**Stated exercise**. Extract every line of the records below verbatim, leaving out the pictures.
————————
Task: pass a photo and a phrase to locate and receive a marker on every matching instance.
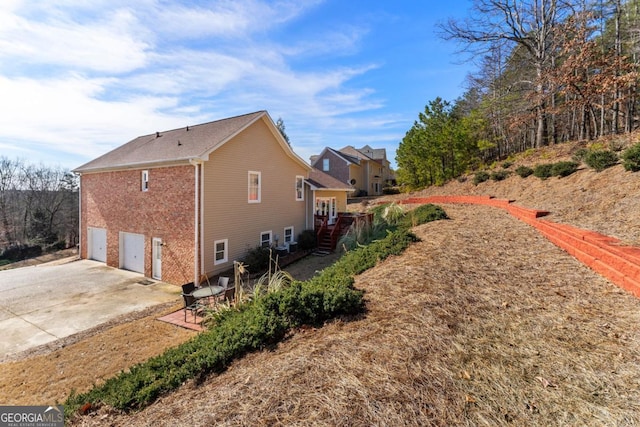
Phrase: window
(265, 239)
(144, 184)
(288, 235)
(299, 187)
(221, 251)
(254, 187)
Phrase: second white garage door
(132, 255)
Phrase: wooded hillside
(549, 71)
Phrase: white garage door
(133, 252)
(97, 244)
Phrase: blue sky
(81, 77)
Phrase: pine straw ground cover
(483, 322)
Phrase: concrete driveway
(43, 303)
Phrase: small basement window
(221, 251)
(265, 239)
(288, 235)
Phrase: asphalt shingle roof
(174, 145)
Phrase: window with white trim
(265, 239)
(221, 251)
(299, 187)
(288, 234)
(255, 183)
(144, 180)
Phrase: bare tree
(9, 184)
(529, 24)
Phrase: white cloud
(95, 73)
(107, 45)
(66, 114)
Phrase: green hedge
(601, 159)
(631, 158)
(253, 326)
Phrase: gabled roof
(345, 157)
(374, 153)
(181, 145)
(319, 180)
(354, 153)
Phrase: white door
(132, 255)
(156, 267)
(97, 244)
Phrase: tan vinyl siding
(227, 212)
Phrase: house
(180, 204)
(366, 169)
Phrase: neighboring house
(366, 169)
(329, 195)
(179, 204)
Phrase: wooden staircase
(327, 235)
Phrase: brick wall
(115, 201)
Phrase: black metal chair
(190, 302)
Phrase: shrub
(393, 213)
(499, 175)
(524, 171)
(601, 159)
(20, 252)
(579, 155)
(307, 240)
(390, 190)
(631, 158)
(543, 171)
(479, 177)
(562, 169)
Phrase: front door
(156, 267)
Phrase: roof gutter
(197, 240)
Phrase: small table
(208, 292)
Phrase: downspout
(201, 218)
(80, 216)
(196, 227)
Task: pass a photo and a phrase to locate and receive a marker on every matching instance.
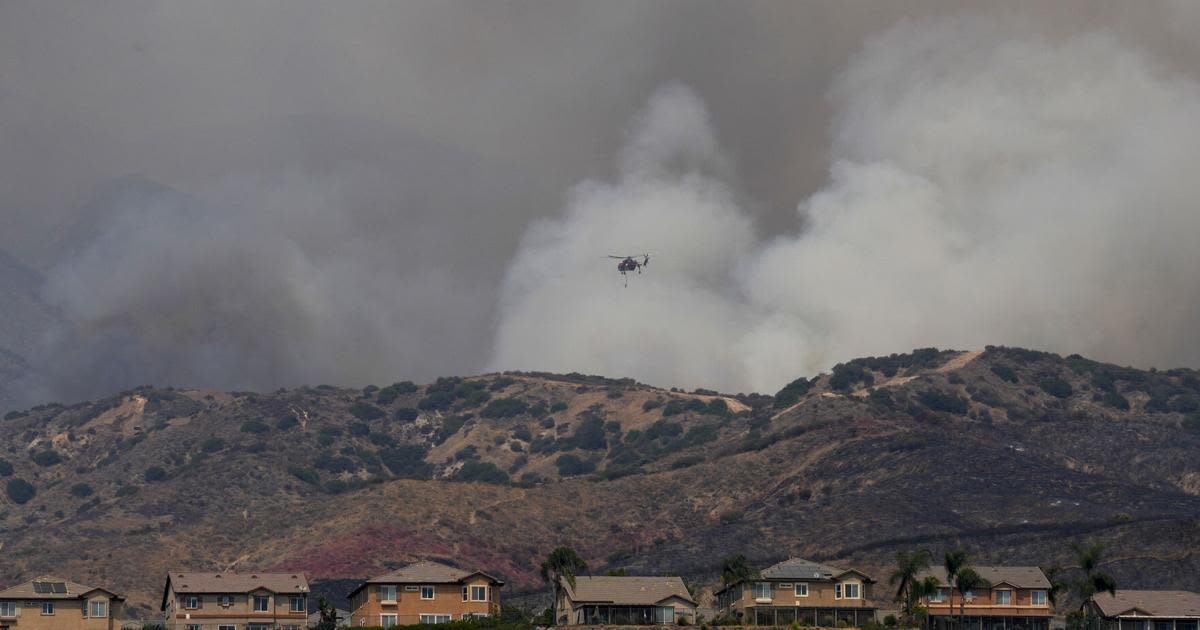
————————
**Result of this task**.
Task: pass a photo and a phrase to locate and receive a marker on every matching instance.
Phrase: window
(265, 239)
(144, 184)
(288, 235)
(299, 187)
(221, 251)
(254, 187)
Phrase: second white garage door
(132, 255)
Phrase: wooded hillside
(549, 71)
Phrase: white garage door
(133, 252)
(97, 244)
Phrase: blue sky
(81, 77)
Phrase: pine straw ground cover
(483, 322)
Phrase: concrete driveway
(43, 303)
Phrase: small basement window
(221, 251)
(265, 239)
(288, 235)
Phrase: asphalt shingle roof
(174, 145)
Phrase: window with white trim
(265, 239)
(221, 251)
(299, 187)
(288, 234)
(255, 183)
(144, 180)
Phrase: bare tree
(9, 184)
(529, 24)
Phrase: white cloud
(95, 73)
(107, 45)
(66, 114)
Phrase: green hedge
(601, 159)
(631, 158)
(253, 326)
Phrase: gabled roof
(345, 157)
(374, 153)
(181, 145)
(319, 180)
(354, 153)
Phrase: white door
(132, 255)
(156, 267)
(97, 244)
Phrase: tan vinyl siding
(227, 212)
Phrase: house
(180, 204)
(366, 169)
Phrase: neighboring house
(366, 169)
(329, 195)
(179, 204)
Phrase: wooden staircase
(327, 235)
Phrase: brick wall
(115, 201)
Phrase: black metal chair
(190, 302)
Phrase: shrub
(393, 213)
(499, 175)
(524, 171)
(601, 159)
(20, 252)
(579, 155)
(307, 240)
(390, 190)
(631, 158)
(543, 171)
(479, 177)
(562, 169)
Phrase: front door
(156, 267)
Phrase: roof gutter
(197, 240)
Phrase: small table
(208, 292)
Phrase: downspout
(201, 218)
(80, 216)
(196, 227)
Task: pass a photo and a phrase to locate and receive a marker on every matching instance.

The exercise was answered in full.